-- EXERCISE AIM --
Transcribe verbatim the lines from the one containing "Where can you see the book?" through the final line of the records, inclusive.

-- LISTING --
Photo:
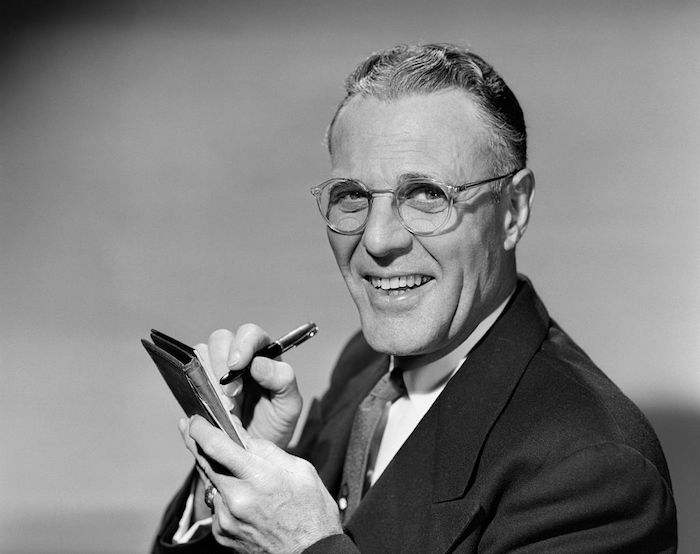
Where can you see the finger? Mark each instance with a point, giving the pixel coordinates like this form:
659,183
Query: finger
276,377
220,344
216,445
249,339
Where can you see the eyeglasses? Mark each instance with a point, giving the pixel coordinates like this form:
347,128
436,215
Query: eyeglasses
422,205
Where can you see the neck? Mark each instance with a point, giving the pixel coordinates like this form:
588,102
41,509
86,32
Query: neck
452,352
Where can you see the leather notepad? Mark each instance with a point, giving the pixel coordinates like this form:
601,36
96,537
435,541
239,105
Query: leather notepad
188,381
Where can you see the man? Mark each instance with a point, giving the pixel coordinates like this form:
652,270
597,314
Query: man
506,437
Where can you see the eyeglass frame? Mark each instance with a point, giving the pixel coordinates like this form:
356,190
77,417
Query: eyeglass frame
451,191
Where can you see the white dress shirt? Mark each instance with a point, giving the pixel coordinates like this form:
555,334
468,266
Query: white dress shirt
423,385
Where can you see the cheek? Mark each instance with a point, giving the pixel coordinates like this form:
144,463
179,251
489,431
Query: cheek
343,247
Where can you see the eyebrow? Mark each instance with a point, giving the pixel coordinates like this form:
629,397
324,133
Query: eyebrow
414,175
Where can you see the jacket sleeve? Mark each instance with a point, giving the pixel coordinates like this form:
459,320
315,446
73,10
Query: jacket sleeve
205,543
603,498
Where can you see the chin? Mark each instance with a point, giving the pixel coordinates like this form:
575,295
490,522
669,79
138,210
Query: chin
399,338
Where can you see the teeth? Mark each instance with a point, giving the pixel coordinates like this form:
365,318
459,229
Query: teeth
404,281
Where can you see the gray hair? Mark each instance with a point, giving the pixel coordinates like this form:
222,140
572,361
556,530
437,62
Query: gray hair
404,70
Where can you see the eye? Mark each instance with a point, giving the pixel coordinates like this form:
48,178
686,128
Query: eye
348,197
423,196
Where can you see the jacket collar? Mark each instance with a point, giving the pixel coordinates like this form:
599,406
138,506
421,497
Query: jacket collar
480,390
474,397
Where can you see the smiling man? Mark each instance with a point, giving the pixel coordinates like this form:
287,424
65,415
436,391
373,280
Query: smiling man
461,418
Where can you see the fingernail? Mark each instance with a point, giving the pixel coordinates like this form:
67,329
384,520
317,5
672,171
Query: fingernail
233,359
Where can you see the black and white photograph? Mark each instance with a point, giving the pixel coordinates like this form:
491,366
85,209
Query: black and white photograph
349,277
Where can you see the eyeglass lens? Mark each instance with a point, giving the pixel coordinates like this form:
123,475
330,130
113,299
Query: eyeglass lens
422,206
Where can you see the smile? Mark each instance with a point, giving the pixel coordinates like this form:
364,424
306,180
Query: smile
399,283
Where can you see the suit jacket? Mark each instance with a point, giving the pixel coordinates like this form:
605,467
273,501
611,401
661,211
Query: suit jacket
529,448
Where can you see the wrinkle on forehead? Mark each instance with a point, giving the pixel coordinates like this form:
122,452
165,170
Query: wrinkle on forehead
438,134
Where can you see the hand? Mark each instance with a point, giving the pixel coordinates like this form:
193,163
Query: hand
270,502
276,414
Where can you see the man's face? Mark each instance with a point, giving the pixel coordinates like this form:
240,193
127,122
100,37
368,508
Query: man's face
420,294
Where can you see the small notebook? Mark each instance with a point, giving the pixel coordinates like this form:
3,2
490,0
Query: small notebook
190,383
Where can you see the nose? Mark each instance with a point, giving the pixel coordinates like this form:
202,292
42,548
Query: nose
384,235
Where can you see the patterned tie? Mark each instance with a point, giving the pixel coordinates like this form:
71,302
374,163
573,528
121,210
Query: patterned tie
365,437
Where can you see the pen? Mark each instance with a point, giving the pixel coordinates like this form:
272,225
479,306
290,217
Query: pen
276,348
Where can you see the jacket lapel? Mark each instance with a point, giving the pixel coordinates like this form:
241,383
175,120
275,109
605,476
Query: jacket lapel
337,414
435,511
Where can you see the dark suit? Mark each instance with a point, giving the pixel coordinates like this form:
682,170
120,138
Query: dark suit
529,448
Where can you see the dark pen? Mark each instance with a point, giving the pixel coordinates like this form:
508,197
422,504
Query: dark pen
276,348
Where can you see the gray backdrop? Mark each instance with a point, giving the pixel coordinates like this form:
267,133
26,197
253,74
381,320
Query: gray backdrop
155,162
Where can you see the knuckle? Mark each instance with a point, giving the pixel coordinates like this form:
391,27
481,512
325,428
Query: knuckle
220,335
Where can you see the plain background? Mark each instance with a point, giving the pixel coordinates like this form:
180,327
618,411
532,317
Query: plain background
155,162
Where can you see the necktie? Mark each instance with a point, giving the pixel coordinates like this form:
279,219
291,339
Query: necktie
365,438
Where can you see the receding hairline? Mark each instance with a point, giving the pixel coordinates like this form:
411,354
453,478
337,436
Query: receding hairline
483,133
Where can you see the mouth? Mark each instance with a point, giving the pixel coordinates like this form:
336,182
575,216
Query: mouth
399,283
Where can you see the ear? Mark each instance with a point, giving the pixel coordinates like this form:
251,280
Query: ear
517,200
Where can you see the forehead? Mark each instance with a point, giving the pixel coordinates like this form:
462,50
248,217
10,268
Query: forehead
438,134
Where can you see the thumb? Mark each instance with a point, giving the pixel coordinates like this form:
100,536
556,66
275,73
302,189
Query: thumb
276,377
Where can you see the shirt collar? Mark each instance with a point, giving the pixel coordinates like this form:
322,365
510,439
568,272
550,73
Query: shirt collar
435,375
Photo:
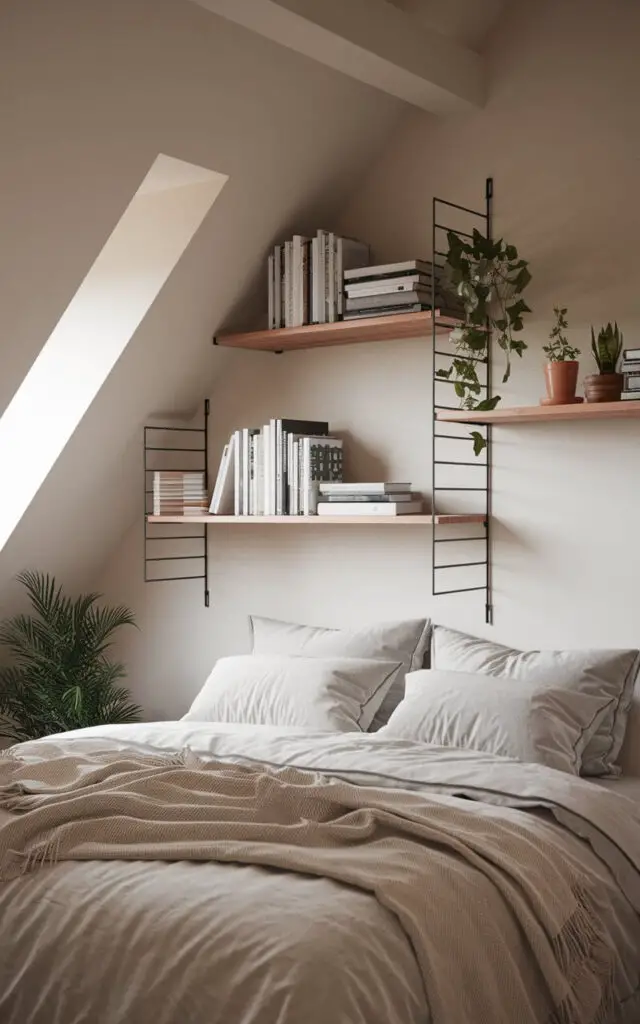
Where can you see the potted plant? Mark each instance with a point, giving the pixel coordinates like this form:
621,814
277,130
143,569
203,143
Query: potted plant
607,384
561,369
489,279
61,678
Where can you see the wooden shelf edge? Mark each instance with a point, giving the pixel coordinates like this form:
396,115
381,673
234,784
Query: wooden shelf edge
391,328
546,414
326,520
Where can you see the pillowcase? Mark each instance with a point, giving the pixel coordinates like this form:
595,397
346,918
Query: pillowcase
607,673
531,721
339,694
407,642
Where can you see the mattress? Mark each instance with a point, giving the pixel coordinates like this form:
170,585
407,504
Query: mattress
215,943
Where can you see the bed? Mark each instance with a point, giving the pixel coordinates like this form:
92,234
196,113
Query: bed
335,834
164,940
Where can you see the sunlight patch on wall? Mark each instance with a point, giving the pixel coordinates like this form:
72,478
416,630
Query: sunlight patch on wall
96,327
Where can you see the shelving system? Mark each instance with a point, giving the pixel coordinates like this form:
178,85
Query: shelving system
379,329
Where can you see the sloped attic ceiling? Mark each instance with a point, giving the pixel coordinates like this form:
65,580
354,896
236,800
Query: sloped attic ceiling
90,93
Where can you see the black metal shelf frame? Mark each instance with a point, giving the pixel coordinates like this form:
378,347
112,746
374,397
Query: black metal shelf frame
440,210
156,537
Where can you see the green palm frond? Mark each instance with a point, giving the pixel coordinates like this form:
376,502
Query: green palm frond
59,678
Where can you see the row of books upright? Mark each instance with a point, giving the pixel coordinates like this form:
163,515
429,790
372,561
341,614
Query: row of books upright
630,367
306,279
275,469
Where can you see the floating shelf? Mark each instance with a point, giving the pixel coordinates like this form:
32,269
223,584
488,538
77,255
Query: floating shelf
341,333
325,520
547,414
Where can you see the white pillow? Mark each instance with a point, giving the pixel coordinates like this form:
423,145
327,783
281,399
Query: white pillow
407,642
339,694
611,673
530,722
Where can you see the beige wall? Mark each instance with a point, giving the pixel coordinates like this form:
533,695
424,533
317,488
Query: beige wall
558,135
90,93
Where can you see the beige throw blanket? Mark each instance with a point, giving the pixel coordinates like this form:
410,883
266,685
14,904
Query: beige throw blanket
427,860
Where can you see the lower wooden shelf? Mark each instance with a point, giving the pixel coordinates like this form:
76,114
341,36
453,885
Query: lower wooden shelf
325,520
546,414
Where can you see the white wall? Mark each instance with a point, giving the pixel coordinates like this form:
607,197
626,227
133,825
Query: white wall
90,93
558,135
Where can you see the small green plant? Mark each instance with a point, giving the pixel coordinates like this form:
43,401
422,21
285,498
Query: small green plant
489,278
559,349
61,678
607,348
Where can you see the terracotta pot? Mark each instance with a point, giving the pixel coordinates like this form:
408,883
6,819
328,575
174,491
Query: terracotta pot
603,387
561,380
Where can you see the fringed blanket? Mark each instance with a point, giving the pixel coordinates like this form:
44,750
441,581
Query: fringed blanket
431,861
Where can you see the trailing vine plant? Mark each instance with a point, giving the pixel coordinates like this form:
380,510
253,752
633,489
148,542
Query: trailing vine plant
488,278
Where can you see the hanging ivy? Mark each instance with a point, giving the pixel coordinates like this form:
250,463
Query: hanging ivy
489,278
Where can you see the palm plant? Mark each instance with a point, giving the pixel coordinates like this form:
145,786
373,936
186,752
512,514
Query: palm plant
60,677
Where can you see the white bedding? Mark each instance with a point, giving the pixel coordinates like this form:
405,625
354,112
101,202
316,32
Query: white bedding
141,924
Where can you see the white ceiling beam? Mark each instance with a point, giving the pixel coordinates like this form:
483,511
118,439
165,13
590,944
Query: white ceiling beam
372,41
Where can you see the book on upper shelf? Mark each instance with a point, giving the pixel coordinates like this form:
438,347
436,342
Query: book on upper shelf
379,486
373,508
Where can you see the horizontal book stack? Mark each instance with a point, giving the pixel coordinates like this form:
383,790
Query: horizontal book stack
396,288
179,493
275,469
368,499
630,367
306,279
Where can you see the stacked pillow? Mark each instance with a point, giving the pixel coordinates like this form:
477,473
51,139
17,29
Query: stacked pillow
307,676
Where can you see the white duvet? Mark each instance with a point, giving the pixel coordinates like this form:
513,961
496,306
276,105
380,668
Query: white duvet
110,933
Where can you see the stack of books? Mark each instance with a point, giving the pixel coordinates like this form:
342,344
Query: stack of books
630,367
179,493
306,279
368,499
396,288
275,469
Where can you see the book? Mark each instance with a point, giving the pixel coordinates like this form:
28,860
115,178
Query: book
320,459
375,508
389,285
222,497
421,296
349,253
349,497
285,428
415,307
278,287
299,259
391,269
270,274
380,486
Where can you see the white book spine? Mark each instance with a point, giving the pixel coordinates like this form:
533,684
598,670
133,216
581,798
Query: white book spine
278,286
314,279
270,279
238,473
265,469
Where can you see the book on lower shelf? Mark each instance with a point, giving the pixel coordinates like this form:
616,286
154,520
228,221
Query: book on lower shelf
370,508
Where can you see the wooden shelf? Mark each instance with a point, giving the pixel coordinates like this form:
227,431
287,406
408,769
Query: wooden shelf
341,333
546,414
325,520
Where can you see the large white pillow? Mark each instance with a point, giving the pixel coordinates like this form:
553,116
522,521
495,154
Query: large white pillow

-- SOLUTION --
Where can you see the book? Mark each instance with a point, giving the pixel coordinates like this form:
28,860
115,178
Query: book
320,459
375,508
389,285
222,497
421,296
349,253
349,497
285,428
415,307
278,287
299,259
391,269
270,274
380,486
Where can you see the white book spine? Mark each instance with a point, giving the pixel coordinates like this form:
533,684
598,670
133,216
581,798
Query: white book spine
278,286
314,279
270,279
238,473
265,469
Where can you see the book on lower shelf? Mark each instance with a point, giving the pixel coordinates like this form:
616,286
154,520
228,221
Query: book on lower shelf
370,508
Where can you see the wooden shelf? Mark each instance with a point, giving the pixel coordinates like this form:
227,431
287,406
408,769
Query: wooden shelf
341,333
546,414
325,520
Where can you see the large white pillow? Mark each instance with a point, giving the pixel coordinates like this form:
553,116
522,521
495,154
Query: large white pillow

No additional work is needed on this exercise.